Recorded information:
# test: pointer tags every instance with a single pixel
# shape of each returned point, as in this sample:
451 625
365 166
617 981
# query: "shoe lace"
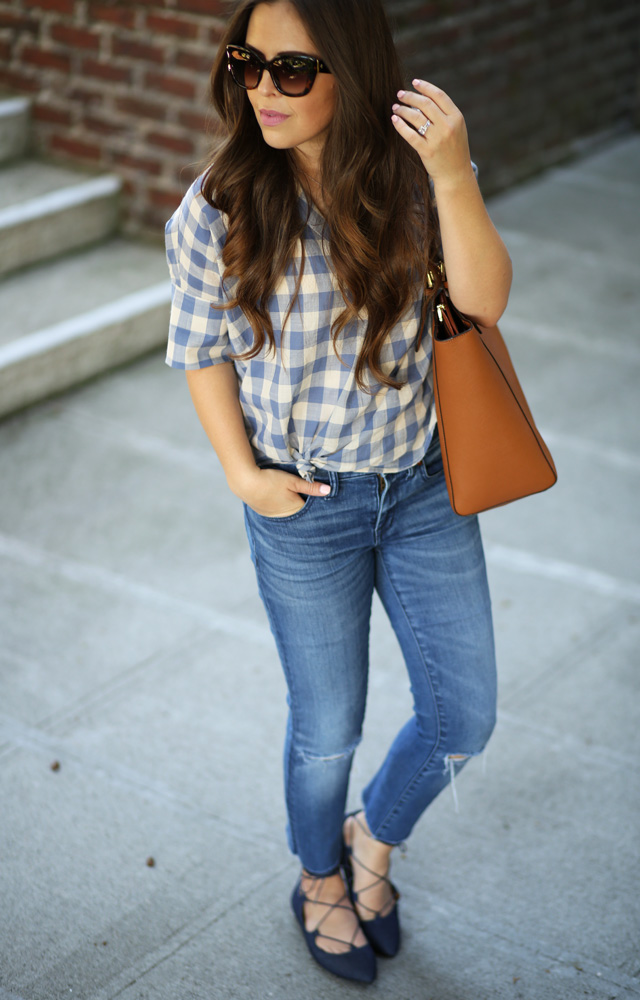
378 879
343 903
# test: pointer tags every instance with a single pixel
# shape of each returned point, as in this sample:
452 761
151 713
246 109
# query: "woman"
300 265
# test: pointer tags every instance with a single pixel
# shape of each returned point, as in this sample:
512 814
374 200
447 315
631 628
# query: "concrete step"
66 321
15 115
47 210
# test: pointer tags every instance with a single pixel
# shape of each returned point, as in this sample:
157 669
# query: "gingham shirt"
301 404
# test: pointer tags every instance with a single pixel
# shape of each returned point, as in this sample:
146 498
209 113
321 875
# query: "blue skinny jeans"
316 570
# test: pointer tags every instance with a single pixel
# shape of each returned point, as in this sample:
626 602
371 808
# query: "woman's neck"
311 179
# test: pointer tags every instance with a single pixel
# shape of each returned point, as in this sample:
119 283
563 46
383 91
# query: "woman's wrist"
243 481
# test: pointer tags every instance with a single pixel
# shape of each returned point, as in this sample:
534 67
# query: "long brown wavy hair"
382 228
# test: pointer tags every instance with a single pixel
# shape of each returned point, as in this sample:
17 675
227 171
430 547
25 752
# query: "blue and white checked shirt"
301 404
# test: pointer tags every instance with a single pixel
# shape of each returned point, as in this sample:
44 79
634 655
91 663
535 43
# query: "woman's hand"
274 493
443 147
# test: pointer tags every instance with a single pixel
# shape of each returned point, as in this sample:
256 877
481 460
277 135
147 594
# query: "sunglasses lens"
294 75
245 69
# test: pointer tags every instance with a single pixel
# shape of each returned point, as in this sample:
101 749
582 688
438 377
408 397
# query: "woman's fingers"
428 97
299 485
429 121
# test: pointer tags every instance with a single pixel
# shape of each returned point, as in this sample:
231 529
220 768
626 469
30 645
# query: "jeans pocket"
286 517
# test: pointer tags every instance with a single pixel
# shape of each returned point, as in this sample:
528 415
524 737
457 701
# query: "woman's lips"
272 117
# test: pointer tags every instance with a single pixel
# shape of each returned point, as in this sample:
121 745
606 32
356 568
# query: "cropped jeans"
317 570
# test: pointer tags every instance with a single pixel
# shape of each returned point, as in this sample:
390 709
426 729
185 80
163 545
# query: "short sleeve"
194 237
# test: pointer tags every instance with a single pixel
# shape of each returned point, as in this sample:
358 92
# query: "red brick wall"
123 86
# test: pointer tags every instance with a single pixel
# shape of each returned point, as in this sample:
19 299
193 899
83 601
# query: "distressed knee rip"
450 762
311 756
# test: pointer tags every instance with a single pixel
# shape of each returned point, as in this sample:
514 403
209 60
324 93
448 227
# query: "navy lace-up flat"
358 964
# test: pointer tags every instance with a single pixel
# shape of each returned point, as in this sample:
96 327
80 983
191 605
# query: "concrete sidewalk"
136 655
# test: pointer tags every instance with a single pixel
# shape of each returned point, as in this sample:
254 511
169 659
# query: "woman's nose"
266 86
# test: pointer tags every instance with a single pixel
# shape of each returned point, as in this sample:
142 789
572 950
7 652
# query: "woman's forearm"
477 263
214 392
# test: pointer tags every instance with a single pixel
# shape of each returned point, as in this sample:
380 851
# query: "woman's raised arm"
478 266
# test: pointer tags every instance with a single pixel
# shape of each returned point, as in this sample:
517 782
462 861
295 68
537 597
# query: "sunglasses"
292 75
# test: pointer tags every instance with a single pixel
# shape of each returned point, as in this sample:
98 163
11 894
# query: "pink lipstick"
272 117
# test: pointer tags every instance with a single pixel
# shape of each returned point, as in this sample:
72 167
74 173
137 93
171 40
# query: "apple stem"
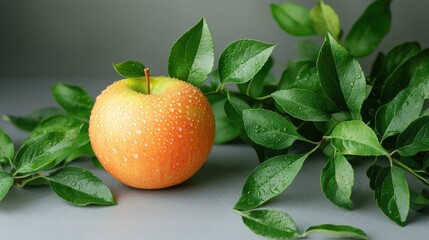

Task requirements: Your task is to repeat the entries above exactly, omitting the pictures.

Exercise solution:
# test: pointer tags every instance with a single pixel
# shape of each returned point, as in this sample:
451 625
365 166
617 981
# query: "shoe lace"
378 879
343 903
# test: pointer tags every instance with a single pixel
# shape of each returned point, as in this sample:
452 761
151 713
246 109
# query: "woman"
300 265
# test: pointer tags every instance with a single pixel
# shape of each returned point, as in this sample:
512 814
374 200
447 315
631 628
# query: "concrete step"
66 321
15 115
47 210
# test: pointer tags every instance with a single pixel
# shape of each returned point, as in this sample:
157 669
# query: "gingham shirt"
301 404
# test: pointer tags every instance with a single pixel
# shape of each returned point, as in this sample:
146 498
209 113
321 875
# query: "blue skinny jeans"
316 570
# test: pointer tags every instance with a single pixel
# shape of each returned point, as in this sample:
626 602
371 808
# query: "woman's neck"
311 179
# test: pointer tags every instance with a single pixel
# shape of each returned point, as in this sample:
119 283
563 46
383 91
# query: "woman's wrist"
243 481
# test: pointer tags every instance with a single pixel
# shape of each returned point, as in this sample:
534 67
# query: "long brown wavy hair"
382 228
# test: pointer tags every instance with a single pixel
# shape of each returned point, as in this sample:
17 675
227 171
430 547
25 752
# query: "blue and white checked shirt"
301 404
# test: pointer tags every instance with a single pixel
# shape of each returned point, as in this sample:
44 79
634 655
91 663
535 43
# query: "woman's hand"
274 493
443 147
# test: pointer tags every instance with a single pixel
# shape of each returned point, as in this sample:
256 877
481 460
277 135
147 594
# query: "sunglasses lens"
294 75
245 69
# test: pointer tags every instance with a single pixel
# shape of each returned point, as in this sample:
101 749
582 688
438 377
408 397
# query: "woman's fingers"
428 97
299 485
429 121
# test: pointer tags every instance with a single pixel
# shape of each returned point, as in this sample:
231 529
220 768
626 469
30 645
# query: "jeans pocket"
286 517
# test: pointer tags every instance with a single pixel
# shape of each returned point, as in this sample:
528 415
524 737
457 701
# query: "woman's lips"
272 117
# test: pointer tags every instance with a single pixel
# shape of each returned point, as in this sample:
121 745
606 32
356 568
# query: "cropped jeans"
317 570
# test: pointer tags every instance with a single pixel
# shape of each returned point, as in this sample:
390 709
426 729
185 80
163 545
# query: "short sleeve"
194 237
# test: pointer tags every instance with a single pixel
# shape of each returned point, as in this sample:
358 92
# query: "red brick wall"
123 86
# test: pointer tags every instance with a single pixel
# shape of each returned point, as in this sample:
19 299
193 899
83 601
# query: "distressed knee rip"
450 762
311 756
# test: pointer tags every instance with a single pixel
# shape of each returned point, as in this sample:
514 403
209 60
324 93
448 227
# query: "navy lace-up flat"
358 964
# test: pointer tags every instance with a single pixel
# shape of each returned point, as in this sample:
96 327
80 983
191 605
# query: "concrete sidewalk"
136 655
# test: pointer tags every instance with a single pixel
# shape of each returned point, as in this sample:
254 511
169 659
# query: "woman's nose"
266 86
# test: pointer tags every instance with a single pixel
# shape of each returned point, as in this sample:
142 789
572 950
7 652
# query: "woman's forearm"
477 263
214 392
# test: pointer tags every instance with a single pixel
# shape of each returned point, as in this sample:
380 851
# query: "woman's raised arm"
478 266
# test: pointer tags every instance with a single pixel
# shape of each returned point, as in this sample:
517 782
462 861
295 68
537 597
# query: "sunglasses"
292 75
# test: pointer tags every instance with a single pixel
# shape of each returned point, as in this sample:
98 163
11 894
# query: "pink lipstick"
272 117
# test: pointer tags every instance with a single pixel
# shape of each returned point, as in this sample:
72 167
74 173
137 93
171 40
# query: "apple stem"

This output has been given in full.